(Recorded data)
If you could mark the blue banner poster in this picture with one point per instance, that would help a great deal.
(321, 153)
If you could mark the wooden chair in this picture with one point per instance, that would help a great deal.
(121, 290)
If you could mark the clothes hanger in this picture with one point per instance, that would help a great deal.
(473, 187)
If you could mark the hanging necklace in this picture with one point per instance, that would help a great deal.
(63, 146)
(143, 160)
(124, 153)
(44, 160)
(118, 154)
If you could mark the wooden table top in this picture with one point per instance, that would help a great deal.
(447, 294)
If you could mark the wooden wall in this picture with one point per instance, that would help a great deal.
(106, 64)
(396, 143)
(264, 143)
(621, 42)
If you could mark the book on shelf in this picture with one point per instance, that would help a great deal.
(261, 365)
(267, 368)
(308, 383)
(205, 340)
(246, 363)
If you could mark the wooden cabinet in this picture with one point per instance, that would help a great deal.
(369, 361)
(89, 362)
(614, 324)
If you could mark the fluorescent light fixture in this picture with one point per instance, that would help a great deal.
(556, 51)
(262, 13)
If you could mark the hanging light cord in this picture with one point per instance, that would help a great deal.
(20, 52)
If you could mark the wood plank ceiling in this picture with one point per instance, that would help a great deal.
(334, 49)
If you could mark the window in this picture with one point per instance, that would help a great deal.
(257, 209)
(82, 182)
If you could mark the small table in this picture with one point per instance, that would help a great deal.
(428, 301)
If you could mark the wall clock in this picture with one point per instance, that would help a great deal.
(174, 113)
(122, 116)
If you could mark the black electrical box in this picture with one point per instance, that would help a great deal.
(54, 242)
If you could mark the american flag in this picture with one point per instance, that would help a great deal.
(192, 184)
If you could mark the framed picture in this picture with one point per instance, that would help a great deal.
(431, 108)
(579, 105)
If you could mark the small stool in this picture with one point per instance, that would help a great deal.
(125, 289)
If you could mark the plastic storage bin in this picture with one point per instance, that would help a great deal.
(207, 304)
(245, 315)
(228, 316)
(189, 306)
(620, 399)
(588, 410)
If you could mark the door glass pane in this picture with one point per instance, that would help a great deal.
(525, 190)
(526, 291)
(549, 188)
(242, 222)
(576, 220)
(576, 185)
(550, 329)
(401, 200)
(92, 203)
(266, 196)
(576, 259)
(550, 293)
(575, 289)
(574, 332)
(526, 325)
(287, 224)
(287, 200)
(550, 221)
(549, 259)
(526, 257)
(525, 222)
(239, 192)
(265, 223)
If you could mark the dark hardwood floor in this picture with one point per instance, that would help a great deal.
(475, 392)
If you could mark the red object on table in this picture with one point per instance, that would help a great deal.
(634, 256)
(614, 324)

§ **WORK REQUIRED**
Extract every row above verbatim and in its original order.

§ **TASK OUTPUT**
If you could mark the blue banner poster in this picture with one point per instance, that would help a great deal.
(321, 153)
If you could mark the wooden chair in this picture with one point per instance, that would help a great deal.
(121, 290)
If you could mark the clothes hanger in this picture with one point per instance, that would help a great deal.
(473, 187)
If you could mark the hanging necklace in this picture with one point per instance, that would help a great deal.
(63, 146)
(143, 160)
(124, 153)
(44, 160)
(118, 154)
If you could mark the wooden table top in this picture with one point per instance, that would help a great deal.
(447, 294)
If you could mark the wooden wall in this picture with one point per instance, that would help a great deal.
(106, 64)
(396, 143)
(264, 143)
(621, 42)
If you could mark the book on shelf in this picture with one point per instance, that would help a great deal.
(261, 365)
(267, 368)
(308, 383)
(205, 340)
(246, 363)
If you could mark the wooden cabinet in this picture with one point per instance, that would help a great deal.
(369, 361)
(89, 362)
(614, 324)
If you could mark the fluorescent light fixture in this picture with one point per instance, that would help a great deal.
(556, 51)
(262, 13)
If you could mark the hanging light cord in this picture with one point per instance, that would help a great deal.
(20, 52)
If you could mark the wood plank ceiling in this picture with one point per instance, that would help a great deal.
(334, 49)
If you could mark the window in this picture with one point per instance, that would help a great deal.
(257, 209)
(82, 182)
If you could mark the small table in this picture with one point per instance, that would help a great deal.
(428, 301)
If you could mark the wall clock in this picture with one point per instance, that would help a great deal.
(174, 113)
(122, 116)
If you could mark the black electrical box in this picture with one point per instance, that would help a great deal.
(54, 242)
If you could mark the american flag in this picture with one point per instance, that would help a great deal.
(192, 184)
If you could mark the framed picture in this picture with one point per instance, that would help a great deal.
(431, 108)
(579, 105)
If you could mark the small stool in this picture with one point per instance, that would help a great deal.
(125, 289)
If you could mark the plastic storage bin in this picture with one point per instance, that would help a great deal.
(207, 304)
(245, 315)
(228, 316)
(189, 306)
(620, 399)
(588, 410)
If you could mark the door glass pane in this picture with one point per instance, that would help a great deal.
(525, 190)
(526, 291)
(549, 188)
(242, 222)
(576, 220)
(576, 185)
(550, 329)
(401, 200)
(92, 203)
(266, 196)
(576, 259)
(550, 293)
(575, 289)
(574, 332)
(526, 325)
(287, 224)
(287, 200)
(550, 221)
(549, 259)
(526, 257)
(525, 222)
(239, 192)
(265, 223)
If you could mark the dark hardwood floor in this picture with one point per instance, that would help a great deal.
(475, 392)
If you could mark the red object on table in this picture with one point per instance, that would help a great deal.
(634, 256)
(614, 324)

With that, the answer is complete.